Texto fornecido:
+++++

O horror além do filme.

7,0

As recentes manifestações sociais nas ruas do Brasil e seus desdobramentos levantam, entre tantos tópicos de maior importância, uma pertinente discussão sobre a intervenção da câmera no mundo – especialmente em sua atual condição de acesso democratizado, com a abundância de produtos que contém este dispositivo em custo acessível para boa parte da classe consumidora. Antes de seus fundamentos artísticos, que a integram à lista de invenções com as quais o homem reconstitui sua própria realidade (com início nas pedras lascadas, passando por pincéis, instrumentos diversos ou o próprio corpo), encontramos pela câmera cinematográfica uma crueza que é possível somente nela; um olhar frontal e implacável para o que move o mundo, ou o que se movimenta através ele.

Estejam na televisão ou na internet, sejam de um aparelho celular de R$ 20 reais ou de uma câmera de R$ 50 mil, o que não se pode questionar é, substancialmente, a força que a existência destas imagens demonstra a cada ocorrido – nos que se passaram e nos que ainda se sustentam em algumas cidades do país, onde civis, movimentos organizados e classes políticas buscam, cada qual, lutar por suas verdades. Se, como as manifestações de arte anteriores ou posteriores às invenções modernas, a câmera de cinema sempre estará suscetível a todo tipo de manipulação, é neste instante uma preocupação de segunda ordem. À parte de qualquer fundamento moral, do cinismo e da política, cabe aqui, inicialmente, mencioná-la em sua condição mais intrínseca; afinal, ao que dela não escapa, ao que se permite preservar através dela para o futuro, permanecerá a incontornável existência do registro.

+++++

Seção de dados:

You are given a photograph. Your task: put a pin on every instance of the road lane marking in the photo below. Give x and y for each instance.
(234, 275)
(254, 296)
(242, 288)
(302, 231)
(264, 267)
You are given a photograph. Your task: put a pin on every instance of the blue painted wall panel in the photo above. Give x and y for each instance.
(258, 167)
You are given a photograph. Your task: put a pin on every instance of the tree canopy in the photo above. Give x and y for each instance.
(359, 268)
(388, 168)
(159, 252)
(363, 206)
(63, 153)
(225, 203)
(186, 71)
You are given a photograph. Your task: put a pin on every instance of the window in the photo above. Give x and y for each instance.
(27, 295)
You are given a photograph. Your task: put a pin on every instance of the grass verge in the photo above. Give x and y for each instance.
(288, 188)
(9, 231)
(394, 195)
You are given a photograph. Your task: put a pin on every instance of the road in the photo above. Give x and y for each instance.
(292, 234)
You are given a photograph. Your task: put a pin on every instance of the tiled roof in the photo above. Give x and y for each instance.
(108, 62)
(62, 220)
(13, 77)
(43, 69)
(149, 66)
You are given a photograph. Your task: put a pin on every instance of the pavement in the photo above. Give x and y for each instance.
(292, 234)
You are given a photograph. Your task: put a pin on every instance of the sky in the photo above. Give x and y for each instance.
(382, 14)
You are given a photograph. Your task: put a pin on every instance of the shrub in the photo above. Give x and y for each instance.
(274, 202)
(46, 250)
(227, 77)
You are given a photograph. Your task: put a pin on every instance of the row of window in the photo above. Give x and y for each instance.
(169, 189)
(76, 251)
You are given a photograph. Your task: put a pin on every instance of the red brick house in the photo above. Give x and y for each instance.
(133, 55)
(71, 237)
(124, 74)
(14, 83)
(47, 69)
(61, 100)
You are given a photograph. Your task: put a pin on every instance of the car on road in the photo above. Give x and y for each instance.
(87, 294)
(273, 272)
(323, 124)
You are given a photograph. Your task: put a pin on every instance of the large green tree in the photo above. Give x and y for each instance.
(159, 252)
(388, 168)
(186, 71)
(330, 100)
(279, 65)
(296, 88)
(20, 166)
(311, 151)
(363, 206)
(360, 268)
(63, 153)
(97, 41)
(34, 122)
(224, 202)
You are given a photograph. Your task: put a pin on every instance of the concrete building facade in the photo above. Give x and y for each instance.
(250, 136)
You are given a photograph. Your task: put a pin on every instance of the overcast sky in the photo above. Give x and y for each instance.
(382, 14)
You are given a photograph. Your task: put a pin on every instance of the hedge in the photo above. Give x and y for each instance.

+++++

Tarefas a realizar:
1: Responda com base no texto sobre a câmera e as manifestações:
(a) Com que invenção começa a lista com a qual o homem reconstitui sua própria realidade?
(b) Qual é o preço do aparelho celular citado e qual é o da câmera?
(c) Quem busca lutar por suas verdades em algumas cidades do país?
2: Copie do texto sobre a câmera e as manifestações todo o trecho que vai de "Estejam na televisão" até "incontornável existência do registro.".
O material provém de outra fonte, distinta do texto.

Respostas por tarefa:
1:
(a) Com as pedras lascadas.
(b) O aparelho celular custa R$ 20 reais, e a câmera custa R$ 50 mil.
(c) Os civis, os movimentos organizados e as classes políticas.

2:
Estejam na televisão ou na internet, sejam de um aparelho celular de R$ 20 reais ou de uma câmera de R$ 50 mil, o que não se pode questionar é, substancialmente, a força que a existência destas imagens demonstra a cada ocorrido – nos que se passaram e nos que ainda se sustentam em algumas cidades do país, onde civis, movimentos organizados e classes políticas buscam, cada qual, lutar por suas verdades. Se, como as manifestações de arte anteriores ou posteriores às invenções modernas, a câmera de cinema sempre estará suscetível a todo tipo de manipulação, é neste instante uma preocupação de segunda ordem. À parte de qualquer fundamento moral, do cinismo e da política, cabe aqui, inicialmente, mencioná-la em sua condição mais intrínseca; afinal, ao que dela não escapa, ao que se permite preservar através dela para o futuro, permanecerá a incontornável existência do registro.